__GIVEN TASK__.
All entries must be repeated exactly; do not include the pictures.

__GIVEN DATA__.
START
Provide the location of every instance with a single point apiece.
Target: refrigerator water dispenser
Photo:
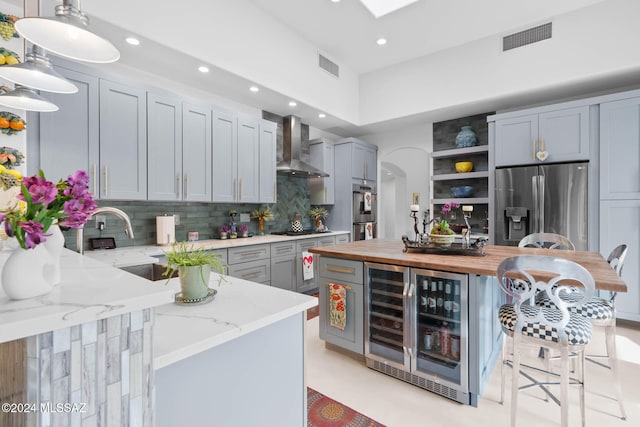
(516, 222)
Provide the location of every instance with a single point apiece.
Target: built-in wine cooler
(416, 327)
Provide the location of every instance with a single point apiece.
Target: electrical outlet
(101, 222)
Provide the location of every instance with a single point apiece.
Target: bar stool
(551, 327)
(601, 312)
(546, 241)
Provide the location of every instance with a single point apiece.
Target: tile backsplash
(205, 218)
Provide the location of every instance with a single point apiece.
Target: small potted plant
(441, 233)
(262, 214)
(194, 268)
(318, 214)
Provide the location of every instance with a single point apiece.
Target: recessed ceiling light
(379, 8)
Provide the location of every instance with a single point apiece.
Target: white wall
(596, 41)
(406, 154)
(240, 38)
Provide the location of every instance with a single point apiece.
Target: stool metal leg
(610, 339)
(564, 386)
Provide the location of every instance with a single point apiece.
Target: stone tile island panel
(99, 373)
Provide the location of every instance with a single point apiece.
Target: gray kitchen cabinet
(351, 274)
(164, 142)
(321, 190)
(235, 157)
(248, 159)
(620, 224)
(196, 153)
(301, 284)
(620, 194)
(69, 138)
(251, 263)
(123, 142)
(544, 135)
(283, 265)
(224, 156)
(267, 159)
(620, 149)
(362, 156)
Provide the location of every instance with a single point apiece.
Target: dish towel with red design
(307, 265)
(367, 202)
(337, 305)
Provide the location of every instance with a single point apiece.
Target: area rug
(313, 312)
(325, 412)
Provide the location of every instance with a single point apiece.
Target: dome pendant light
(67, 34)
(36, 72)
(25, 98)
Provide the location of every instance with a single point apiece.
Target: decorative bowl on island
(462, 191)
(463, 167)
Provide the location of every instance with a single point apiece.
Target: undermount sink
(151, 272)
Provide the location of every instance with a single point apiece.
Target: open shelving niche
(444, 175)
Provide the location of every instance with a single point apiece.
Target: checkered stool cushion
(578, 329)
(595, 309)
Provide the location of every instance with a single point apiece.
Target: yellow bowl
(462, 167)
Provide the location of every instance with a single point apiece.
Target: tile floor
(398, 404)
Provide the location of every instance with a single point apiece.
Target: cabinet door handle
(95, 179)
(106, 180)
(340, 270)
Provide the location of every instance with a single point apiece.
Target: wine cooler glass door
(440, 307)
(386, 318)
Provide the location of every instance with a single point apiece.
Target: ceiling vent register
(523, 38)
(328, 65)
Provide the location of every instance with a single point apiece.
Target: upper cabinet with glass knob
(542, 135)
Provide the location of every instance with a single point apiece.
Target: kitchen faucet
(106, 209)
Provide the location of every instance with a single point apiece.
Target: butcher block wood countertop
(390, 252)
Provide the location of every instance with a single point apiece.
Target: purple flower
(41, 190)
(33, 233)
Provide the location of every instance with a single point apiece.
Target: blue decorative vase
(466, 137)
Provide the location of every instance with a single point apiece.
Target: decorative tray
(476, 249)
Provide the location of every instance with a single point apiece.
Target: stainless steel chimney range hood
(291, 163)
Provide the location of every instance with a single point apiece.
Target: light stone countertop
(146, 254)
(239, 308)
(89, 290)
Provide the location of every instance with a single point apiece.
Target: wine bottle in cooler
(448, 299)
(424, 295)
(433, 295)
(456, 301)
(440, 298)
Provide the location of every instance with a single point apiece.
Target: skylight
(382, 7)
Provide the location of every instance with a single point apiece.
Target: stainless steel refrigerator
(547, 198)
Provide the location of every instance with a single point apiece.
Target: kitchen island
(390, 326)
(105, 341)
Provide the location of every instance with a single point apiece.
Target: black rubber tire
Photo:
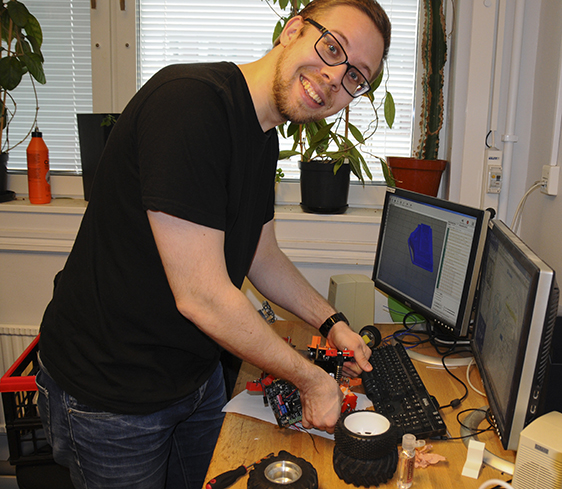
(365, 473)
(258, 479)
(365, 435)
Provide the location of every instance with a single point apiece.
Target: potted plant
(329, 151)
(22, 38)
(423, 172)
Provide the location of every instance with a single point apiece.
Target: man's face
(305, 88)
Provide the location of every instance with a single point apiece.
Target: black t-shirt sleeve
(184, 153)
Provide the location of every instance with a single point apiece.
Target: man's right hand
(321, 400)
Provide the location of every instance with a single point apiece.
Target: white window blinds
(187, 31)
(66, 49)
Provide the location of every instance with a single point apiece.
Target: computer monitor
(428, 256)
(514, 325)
END
__RESULT BELOW__.
Provide the location of every instance with a single point apiece.
Target: refrigerator water dispenser
Photo:
(516, 222)
Provide the location of every instance with a single point apiece.
Target: built-in wine cooler
(416, 327)
Provide the location of every instance with a single point apiece.
Target: electrical outlet
(101, 222)
Provide the location of every instance with a single point apiece.
Target: bar stool
(551, 327)
(601, 312)
(546, 241)
Provide the location of every instance with a single point apiece.
Target: tile backsplash
(205, 218)
Provide the location of every instance with a single point apiece.
Target: small potted plant
(441, 233)
(262, 214)
(194, 268)
(318, 214)
Provide the location of every instance with a single point apiece.
Target: recessed ceiling light
(379, 8)
Provide the location of every instance with a single point apiece.
Target: white wall
(596, 41)
(406, 154)
(240, 38)
Provide the location of every instance with a single point apiece.
Target: stool metal leg
(610, 339)
(564, 386)
Provide the location of every instance with a single point apiece.
Target: stone tile island panel
(99, 373)
Provide the location of every instance with a single point apiece.
Target: gray kitchen cabinet
(351, 274)
(164, 142)
(321, 190)
(235, 157)
(248, 159)
(620, 224)
(196, 153)
(301, 284)
(620, 194)
(69, 138)
(251, 263)
(123, 142)
(544, 135)
(283, 265)
(224, 156)
(267, 159)
(620, 149)
(362, 156)
Provide the location of every instance with a single point apiece.
Target: dish towel with red design
(307, 265)
(367, 202)
(337, 305)
Provide the location of every instance with a single point apiece.
Target: area rug
(313, 312)
(325, 412)
Provide the location of every instance with a single point apiece.
Target: dome pendant light
(67, 34)
(36, 72)
(25, 98)
Provide the location of every instance with a single point apiece.
Target: decorative bowl on island
(462, 191)
(463, 167)
Provide the location of every instance with a single point apiece.
Target: undermount sink
(151, 272)
Provide the location of every instance with a single point apiece.
Target: open shelving niche
(444, 175)
Provide the location of every instance with a single point apiece.
Target: checkered stool cushion
(578, 329)
(595, 309)
Provide the location of every instance with a single point apiece.
Target: yellow bowl
(462, 167)
Provide the location of every instance with a single point apiece.
Target: tile floor
(398, 404)
Provide the location of every instance with a single point apiece.
Target: cabinet door handle
(95, 179)
(106, 180)
(340, 270)
Provide the location of every instance with a single point apiece.
Target: wine cooler glass door
(440, 307)
(386, 318)
Provide the location of every instance with a single point apiece.
Target: ceiling vent register
(523, 38)
(328, 65)
Provide the location of every instance with a single point apiece.
Target: upper cabinet with glass knob
(542, 135)
Provide the location of every instance with a single point apiece.
Target: kitchen faucet
(106, 209)
Provide the location of every instance with a single point apiece.
Target: butcher block wood countertop
(390, 252)
Provide the location of every instance with a single point apiece.
Target: purple flower
(41, 190)
(33, 233)
Provide the location of every instance with a single point apiece.
Target: blue decorative vase
(466, 137)
Provide the location of every instance with a single point apiece.
Target: decorative tray
(476, 249)
Provide the location of every instance with a single point apiece.
Target: stainless steel chimney range hood
(291, 163)
Provide the location of every instance with a single point apiece.
Target: light stone countertop
(146, 254)
(239, 308)
(89, 290)
Provide the location of every instance with a single point apiece.
Target: wine bottle in cooler
(448, 299)
(424, 295)
(433, 295)
(456, 301)
(440, 298)
Provide the location of every instance with a single point apiece.
Target: skylight
(382, 7)
Provide the location of every instance with a single point apiece.
Target: stainless steel refrigerator
(547, 198)
Provide the location of every instance with a single point apiece.
Target: kitchen island
(390, 326)
(105, 341)
Provide the location of every instance with a single point apiece.
Target: black rubber tire
Photo:
(365, 473)
(258, 479)
(365, 435)
Provide the location of every instance with a single point apiece.
Target: potted plant
(329, 151)
(22, 38)
(423, 172)
Provide the location of every instance with a single point apiece.
Target: man's face
(305, 88)
Provide the location of every instance with a single point apiece.
Target: black t-shirt sleeve
(184, 153)
Provide the location of every instance with a single point apiece.
Target: man's right hand
(321, 400)
Provide the location of every instance with a single point apiece.
Target: white window blinds
(187, 31)
(66, 49)
Provide the location of every instance with a single point apiece.
Target: computer monitor
(428, 256)
(514, 325)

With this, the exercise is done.